## Start Data supplied

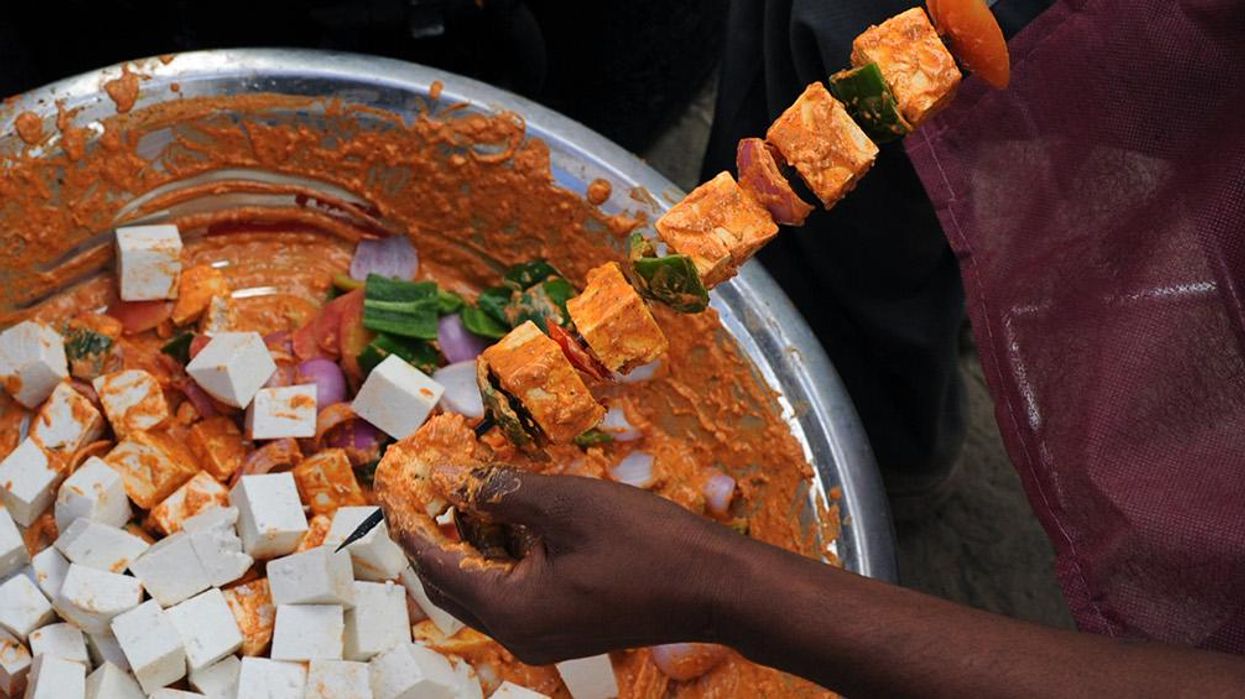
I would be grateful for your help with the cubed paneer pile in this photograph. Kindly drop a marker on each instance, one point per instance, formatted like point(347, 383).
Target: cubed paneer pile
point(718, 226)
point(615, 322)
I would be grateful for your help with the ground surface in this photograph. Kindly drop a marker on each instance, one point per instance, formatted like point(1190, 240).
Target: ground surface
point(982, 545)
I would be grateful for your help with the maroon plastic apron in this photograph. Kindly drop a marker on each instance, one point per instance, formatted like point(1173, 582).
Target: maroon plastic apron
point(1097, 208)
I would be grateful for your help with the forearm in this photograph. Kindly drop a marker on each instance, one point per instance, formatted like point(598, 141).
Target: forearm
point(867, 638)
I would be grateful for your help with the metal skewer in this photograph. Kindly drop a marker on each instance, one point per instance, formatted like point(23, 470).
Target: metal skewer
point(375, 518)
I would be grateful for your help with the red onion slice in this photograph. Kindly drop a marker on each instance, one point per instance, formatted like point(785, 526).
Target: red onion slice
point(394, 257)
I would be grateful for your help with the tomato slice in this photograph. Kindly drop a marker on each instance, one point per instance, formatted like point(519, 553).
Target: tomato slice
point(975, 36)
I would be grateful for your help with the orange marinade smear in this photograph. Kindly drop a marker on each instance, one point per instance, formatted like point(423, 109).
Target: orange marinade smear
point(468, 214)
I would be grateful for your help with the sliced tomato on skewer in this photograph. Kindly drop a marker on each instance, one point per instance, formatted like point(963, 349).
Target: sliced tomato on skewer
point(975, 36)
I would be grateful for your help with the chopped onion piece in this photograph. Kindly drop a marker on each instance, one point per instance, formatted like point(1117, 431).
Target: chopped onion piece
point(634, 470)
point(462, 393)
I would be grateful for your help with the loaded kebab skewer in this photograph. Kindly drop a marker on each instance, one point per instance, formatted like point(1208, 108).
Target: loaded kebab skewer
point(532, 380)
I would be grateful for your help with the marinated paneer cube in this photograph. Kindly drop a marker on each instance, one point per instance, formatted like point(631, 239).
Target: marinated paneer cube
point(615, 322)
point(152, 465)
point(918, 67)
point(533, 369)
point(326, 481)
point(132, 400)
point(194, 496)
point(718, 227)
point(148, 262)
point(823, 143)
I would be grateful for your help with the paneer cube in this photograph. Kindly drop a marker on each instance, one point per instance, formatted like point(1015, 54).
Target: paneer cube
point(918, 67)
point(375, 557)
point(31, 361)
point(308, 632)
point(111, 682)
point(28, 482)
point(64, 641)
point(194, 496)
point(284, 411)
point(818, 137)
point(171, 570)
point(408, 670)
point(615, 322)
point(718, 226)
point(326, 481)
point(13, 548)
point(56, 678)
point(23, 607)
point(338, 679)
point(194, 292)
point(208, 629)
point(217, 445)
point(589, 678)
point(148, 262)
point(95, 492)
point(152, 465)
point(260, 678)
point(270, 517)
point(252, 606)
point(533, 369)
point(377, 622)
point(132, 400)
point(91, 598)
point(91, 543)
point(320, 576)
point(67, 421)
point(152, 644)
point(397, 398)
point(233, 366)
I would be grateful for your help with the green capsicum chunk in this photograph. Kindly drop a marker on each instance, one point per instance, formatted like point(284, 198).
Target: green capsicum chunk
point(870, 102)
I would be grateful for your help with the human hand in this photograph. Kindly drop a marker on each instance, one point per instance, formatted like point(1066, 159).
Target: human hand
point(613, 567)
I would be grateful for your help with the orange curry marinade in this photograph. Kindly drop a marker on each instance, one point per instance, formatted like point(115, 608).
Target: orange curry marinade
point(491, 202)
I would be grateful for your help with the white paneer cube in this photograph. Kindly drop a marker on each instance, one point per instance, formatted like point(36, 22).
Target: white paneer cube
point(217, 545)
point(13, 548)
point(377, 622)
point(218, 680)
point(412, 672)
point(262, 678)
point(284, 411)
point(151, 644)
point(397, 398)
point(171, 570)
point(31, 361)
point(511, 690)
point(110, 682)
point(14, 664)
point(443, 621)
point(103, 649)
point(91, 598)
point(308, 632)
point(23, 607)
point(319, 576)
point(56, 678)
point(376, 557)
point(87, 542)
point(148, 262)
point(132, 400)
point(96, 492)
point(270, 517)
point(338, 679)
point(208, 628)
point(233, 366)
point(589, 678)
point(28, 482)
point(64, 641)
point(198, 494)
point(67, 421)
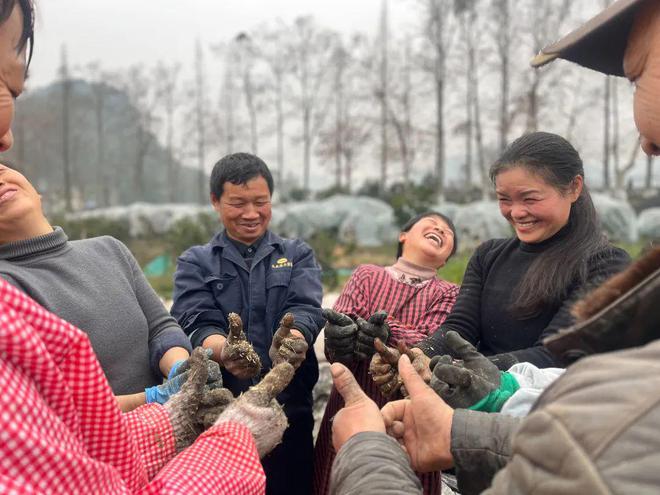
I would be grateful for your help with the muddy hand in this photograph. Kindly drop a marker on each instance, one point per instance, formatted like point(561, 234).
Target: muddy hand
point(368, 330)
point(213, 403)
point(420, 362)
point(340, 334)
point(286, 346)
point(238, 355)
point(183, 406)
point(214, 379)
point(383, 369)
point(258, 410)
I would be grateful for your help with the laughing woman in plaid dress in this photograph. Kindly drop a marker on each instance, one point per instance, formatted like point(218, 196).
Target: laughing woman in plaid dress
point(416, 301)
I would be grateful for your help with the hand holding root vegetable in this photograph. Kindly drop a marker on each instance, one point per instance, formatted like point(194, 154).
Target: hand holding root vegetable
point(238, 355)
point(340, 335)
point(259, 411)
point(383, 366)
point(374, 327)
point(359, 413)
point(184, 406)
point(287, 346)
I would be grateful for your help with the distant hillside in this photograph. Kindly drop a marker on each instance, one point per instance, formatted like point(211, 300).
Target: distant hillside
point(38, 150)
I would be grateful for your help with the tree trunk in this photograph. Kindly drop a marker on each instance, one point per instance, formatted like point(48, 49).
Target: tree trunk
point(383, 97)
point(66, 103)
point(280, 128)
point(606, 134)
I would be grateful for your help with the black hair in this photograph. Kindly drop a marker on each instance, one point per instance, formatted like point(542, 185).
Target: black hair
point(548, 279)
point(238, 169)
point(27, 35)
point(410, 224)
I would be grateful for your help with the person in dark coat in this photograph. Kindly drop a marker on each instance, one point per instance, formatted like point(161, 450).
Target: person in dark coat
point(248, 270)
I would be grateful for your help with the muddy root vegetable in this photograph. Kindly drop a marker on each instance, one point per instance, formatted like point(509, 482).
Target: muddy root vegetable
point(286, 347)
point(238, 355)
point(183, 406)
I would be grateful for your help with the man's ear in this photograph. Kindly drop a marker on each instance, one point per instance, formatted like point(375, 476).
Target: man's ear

## End Data supplied

Each line above is to be copied verbatim. Drop any image from the copy.

(Answer for this exercise):
I would be grateful for your help with the cubed paneer pile in this photograph. Kindly drop a marker on each instance, one point per instance, formatted like point(347, 383).
Target: cubed paneer pile
point(718, 226)
point(615, 322)
I would be grateful for your help with the ground surface in this photograph. Kindly drop a marker on each instance, one point per instance, formatted like point(1190, 240).
Target: ground surface
point(982, 545)
I would be grateful for your help with the maroon plastic apron in this photograph. Kindly drop a marker on each instance, one point per instance, formatted like point(1173, 582).
Target: maroon plastic apron
point(1097, 208)
I would be grateful for your help with the forearm in this photograph. Kindly drop a marker on each instance, one point per instance, formatted like point(598, 141).
Target: forearm
point(867, 638)
I would be grateful for your help with the metal skewer in this photograph. Kindly drop a marker on each instance, one point per instance, formatted like point(23, 470).
Target: metal skewer
point(375, 518)
I would be grateful for your help with the red onion slice in this photograph. Kindly drop a marker on each instance, one point per instance, formatted like point(785, 526).
Target: red onion slice
point(394, 257)
I would be grateful for your help with the tomato slice in this photograph. Kindly drop a marker on each instance, one point per instance, formatted like point(519, 553).
Target: tomato slice
point(975, 36)
I would be grateful for your help with the orange marinade smear in this photograph. Kindly drop a marker on each instance, one point per instance, formatted like point(423, 109).
Target: orange marinade smear
point(468, 214)
I would be grateful for your help with the sliced tomato on skewer in this photograph. Kindly drop a marker on each instance, one point per instance, formatted like point(963, 349).
Target: sliced tomato on skewer
point(975, 36)
I would be grateful for your help with the chopped onion piece in this photograph. Kindly drop a marker on each instance, one point per instance, formatted like point(1117, 431).
Target: chopped onion piece
point(634, 470)
point(462, 393)
I would be grateful for your help with the loaded kebab skewer in this photograph. Kindly drop a marker on each instance, one point per instance, formatted like point(1208, 108).
Target: loaded kebab skewer
point(532, 380)
I would be grateful for your help with the marinated paneer cube in this photograph. Kindly drop a marker on each instance, one point per instance, formatted like point(631, 239).
Target: marinated paneer cube
point(615, 322)
point(152, 465)
point(918, 67)
point(533, 369)
point(326, 481)
point(132, 400)
point(194, 496)
point(718, 227)
point(148, 262)
point(823, 143)
I would be grateful for your help with the paneer cube in this photograph. Kindly drop a marker on each instance, one point per instance, formatted like point(1015, 54).
Target: paneer cube
point(918, 67)
point(375, 557)
point(31, 361)
point(308, 632)
point(111, 682)
point(28, 482)
point(64, 641)
point(194, 496)
point(284, 411)
point(818, 137)
point(171, 570)
point(408, 670)
point(615, 322)
point(718, 226)
point(326, 481)
point(13, 548)
point(56, 678)
point(23, 607)
point(338, 679)
point(194, 292)
point(208, 629)
point(217, 445)
point(589, 678)
point(148, 262)
point(95, 492)
point(152, 465)
point(260, 678)
point(270, 517)
point(252, 606)
point(533, 369)
point(377, 622)
point(132, 400)
point(91, 598)
point(91, 543)
point(320, 576)
point(67, 421)
point(152, 644)
point(397, 398)
point(233, 366)
I would be grateful for your help with the green capsicum chunk in this photograph. Kindly drop a marker on each instance, one point per instance, formatted like point(284, 198).
Target: green capsicum chunk
point(870, 102)
I would be grateful for your help with the human hand in this photograph. Kindly drop a marker on each instance, one point per instance, formatted like point(1066, 159).
Target: human hand
point(613, 567)
I would be grateful for your help with the orange curry marinade in this photograph. Kindly drop a marker on each instance, one point per instance, formatted like point(115, 608).
Target: orange curry marinade
point(491, 202)
I would be grateful for your help with the white paneer cube in this photograph. Kindly drop a marker on each instance, one point per instance, formatted like point(36, 22).
Target: white paneer cube
point(217, 545)
point(13, 548)
point(377, 622)
point(218, 680)
point(412, 672)
point(262, 678)
point(284, 411)
point(151, 644)
point(397, 398)
point(171, 570)
point(31, 361)
point(511, 690)
point(110, 682)
point(14, 664)
point(443, 621)
point(103, 649)
point(91, 598)
point(308, 632)
point(23, 607)
point(319, 576)
point(56, 678)
point(376, 557)
point(87, 542)
point(148, 262)
point(132, 400)
point(96, 492)
point(270, 517)
point(338, 679)
point(208, 628)
point(233, 366)
point(589, 678)
point(28, 482)
point(64, 641)
point(198, 494)
point(67, 421)
I would be grateful for your help with the muddy hand in this photograph. Kindly drop a marker on each instance, one point per instance, formatted like point(561, 234).
Target: muddy hand
point(368, 330)
point(213, 403)
point(420, 362)
point(340, 334)
point(286, 346)
point(238, 355)
point(183, 406)
point(214, 379)
point(383, 369)
point(258, 410)
I would be grateful for your help with the laughing woman in plaid dress in this photograph. Kindly drop a marker on each instance, one point per instance, formatted like point(218, 196).
Target: laughing woman in plaid dress
point(416, 301)
I would be grateful for your help with the hand holding root vegetable in this photograph. Kindly drop a marker on each instance, one point per instance, formatted like point(194, 154).
Target: hand holding root vegetable
point(238, 355)
point(340, 335)
point(259, 411)
point(383, 366)
point(374, 327)
point(359, 413)
point(184, 406)
point(287, 346)
I would be grateful for your help with the distant hillside in this photograph. Kindly drop a marker on each instance, one point per instance, formatted like point(211, 300).
Target: distant hillside
point(38, 150)
I would be grateful for your help with the tree trunk in this photograph. Kindly drop a marker on each instance, one point per instance, formatted like point(48, 49).
Target: tree trunk
point(383, 97)
point(66, 103)
point(280, 128)
point(606, 134)
I would be grateful for your help with the black hair in this photograph. Kindly drop a marker on each instance, one point per instance, formatted like point(542, 185).
Target: black hair
point(548, 279)
point(238, 169)
point(27, 35)
point(410, 224)
I would be grateful for your help with the person in dark coat in this photograph. Kindly drop a marker on each instance, one point per instance, formatted like point(161, 450).
Target: person in dark coat
point(248, 270)
I would be grateful for your help with the muddy root vegetable in this photograph. Kindly drop a marker on each instance, one point per instance, formatted like point(509, 482).
Target: muddy root vegetable
point(286, 347)
point(238, 355)
point(183, 406)
I would be grateful for your help with the man's ear in this photograph. Kindly drop a marker on each instance, one point per instance, formatted like point(375, 476).
Target: man's ear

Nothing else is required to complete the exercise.